> _WHAT TO DO_:
a: Answer these three questions about the Knight Ridder piece, one answer per line, marked the same way:
(i) What share of Knight Ridder stock does Bruce Sherman's firm control?
(ii) How many Pulitzers has Knight Ridder won over the years?
(iii) What portion of revenues do advertisers provide?
b: Please lay out the lines of the listing as a numbered list, starting at the line that contains "Put one point on every instance of the haze" and ending at the last line of the listing, both included. Leave out blank lines and give only those lines.

> _READING TEXT_:
— BEGIN —

The Wall Street Journal reported last week that executives at Knight Ridder Inc. have laid before potential purchasers a rosy scenario for boosting profits another 20% by cutting more journalists and news pages. Here's the talk Tony Ridder should have given his fellow moguls:
Toasting newspaper profits: Investor Bruce Sherman, whose firm controls 19% of Knight Ridder stock,called for the sale of the company in November in order to boost share price. In this 2003 Naples News Press photo, he partied at the Naples Winter Wine Festival. This winter he offered $520,000 in a charity auction for "a Mediterranean cruise for five couples on a 171-foot yacht," according to the St. Petersburg Times.
Now that I'm 65, I've come to believe that there's more to life than earning more money than you can possibly spend. (My neighbor, Larry Ellison, may disagree.)
So I'm going to level with you.
You're familiar with the trends in newspapers -- falling circulation and ad revenue, increasing paper and fuel costs. But you may not be familiar with just how different a business news is from anything else you've run.
If your goal is to make as much money as you possibly can, take a pass on news.
Morgan Stanley estimates that Knight Ridder newspapers spend $350 million a year they don't have to. But the consultants don't understand journalism.
That "surplus" spending is what it takes to produce the kind of journalism that has made America strong, and rich. It's the reason Knight Ridder has won 84 Pulitzers over the years and Gannet -- which cuts $350 million worth of corners -- has won 45.
Here's what separates news from other businesses you've run. In every business but journalism, the customer is always right. The firm that best satisfies the customer wins the day.
But journalism's codes of ethics require news media to disappoint their most important customers -- advertisers. You all know that advertisers provide more than 80% of our revenues. You may not know that most retailers want the news tailored to the ad -- to create interest in what's for sale. But news media that take the advertiser's point of view and not the public's violate ethical standards. If you uphold those standards, I guarantee that will lose you some advertising dollars.

— END —

> _PROVIDED ENTRIES_:

— BEGIN —

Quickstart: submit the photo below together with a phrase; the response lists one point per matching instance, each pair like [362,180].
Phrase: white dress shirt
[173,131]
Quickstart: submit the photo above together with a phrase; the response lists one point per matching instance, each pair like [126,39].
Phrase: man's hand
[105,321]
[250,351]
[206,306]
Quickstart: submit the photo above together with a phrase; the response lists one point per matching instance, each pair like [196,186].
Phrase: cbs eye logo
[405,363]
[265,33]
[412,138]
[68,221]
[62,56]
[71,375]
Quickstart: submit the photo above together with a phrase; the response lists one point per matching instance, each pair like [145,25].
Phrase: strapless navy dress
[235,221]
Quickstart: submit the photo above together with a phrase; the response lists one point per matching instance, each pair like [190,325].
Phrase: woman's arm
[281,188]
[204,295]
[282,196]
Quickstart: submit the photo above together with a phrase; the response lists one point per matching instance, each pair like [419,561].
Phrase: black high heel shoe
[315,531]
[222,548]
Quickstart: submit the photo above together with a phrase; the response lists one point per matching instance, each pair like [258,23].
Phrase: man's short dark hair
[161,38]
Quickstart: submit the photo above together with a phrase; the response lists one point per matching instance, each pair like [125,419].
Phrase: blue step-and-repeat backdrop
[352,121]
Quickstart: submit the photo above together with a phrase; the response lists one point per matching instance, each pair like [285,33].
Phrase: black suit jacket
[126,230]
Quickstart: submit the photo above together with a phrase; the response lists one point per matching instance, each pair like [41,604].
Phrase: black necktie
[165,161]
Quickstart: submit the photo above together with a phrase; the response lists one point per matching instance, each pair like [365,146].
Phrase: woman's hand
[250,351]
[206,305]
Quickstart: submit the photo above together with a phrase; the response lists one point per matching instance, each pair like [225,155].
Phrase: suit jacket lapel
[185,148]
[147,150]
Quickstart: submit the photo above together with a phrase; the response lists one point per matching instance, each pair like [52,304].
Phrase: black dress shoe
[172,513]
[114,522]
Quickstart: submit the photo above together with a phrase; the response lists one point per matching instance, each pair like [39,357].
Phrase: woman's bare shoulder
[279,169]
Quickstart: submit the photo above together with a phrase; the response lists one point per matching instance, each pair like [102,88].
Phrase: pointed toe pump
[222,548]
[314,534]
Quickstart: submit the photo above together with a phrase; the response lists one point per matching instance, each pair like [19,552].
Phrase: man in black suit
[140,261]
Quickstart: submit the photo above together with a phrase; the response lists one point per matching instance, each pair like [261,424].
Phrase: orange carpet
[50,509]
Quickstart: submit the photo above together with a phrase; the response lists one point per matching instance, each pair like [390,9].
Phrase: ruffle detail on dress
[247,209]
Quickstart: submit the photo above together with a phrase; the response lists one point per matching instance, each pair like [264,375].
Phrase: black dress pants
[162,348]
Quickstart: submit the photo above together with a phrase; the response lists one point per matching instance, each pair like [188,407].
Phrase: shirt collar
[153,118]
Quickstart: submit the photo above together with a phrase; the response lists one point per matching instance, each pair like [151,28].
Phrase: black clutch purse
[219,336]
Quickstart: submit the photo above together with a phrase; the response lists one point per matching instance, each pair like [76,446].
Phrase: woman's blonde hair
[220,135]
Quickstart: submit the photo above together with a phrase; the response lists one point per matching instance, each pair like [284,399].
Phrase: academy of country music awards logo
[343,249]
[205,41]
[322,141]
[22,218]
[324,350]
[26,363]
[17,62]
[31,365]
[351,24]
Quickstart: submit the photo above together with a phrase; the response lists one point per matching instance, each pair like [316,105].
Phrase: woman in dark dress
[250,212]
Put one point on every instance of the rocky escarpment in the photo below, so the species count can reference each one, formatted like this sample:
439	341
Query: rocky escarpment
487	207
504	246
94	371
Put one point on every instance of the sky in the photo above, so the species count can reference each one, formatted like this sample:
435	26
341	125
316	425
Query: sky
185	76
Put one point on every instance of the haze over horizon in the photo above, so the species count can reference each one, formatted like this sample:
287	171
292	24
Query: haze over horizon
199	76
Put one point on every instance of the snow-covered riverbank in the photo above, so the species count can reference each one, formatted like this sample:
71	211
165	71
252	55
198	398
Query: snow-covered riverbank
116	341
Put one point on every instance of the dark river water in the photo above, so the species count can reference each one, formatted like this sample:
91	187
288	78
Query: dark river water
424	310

— END —

> _WRITTEN ANSWERS_:
a:
(i) 19%
(ii) 84
(iii) More than 80%

b:
1. Put one point on every instance of the haze over horizon in the photo above, so the species count can reference each one, formatted like this sample:
2. 287	171
3. 292	24
4. Query: haze over horizon
5. 199	76
6. Put one point on every instance of the snow-covered riverbank in the photo above, so the species count can reference each one, formatted like this sample:
7. 71	211
8. 165	71
9. 252	55
10. 198	398
11. Query: snow-covered riverbank
12. 116	341
13. Put one point on every instance of the dark river water in the photo above, so the species count can reference each one, formatted like this sample:
14. 91	187
15. 288	78
16. Query: dark river water
17. 424	310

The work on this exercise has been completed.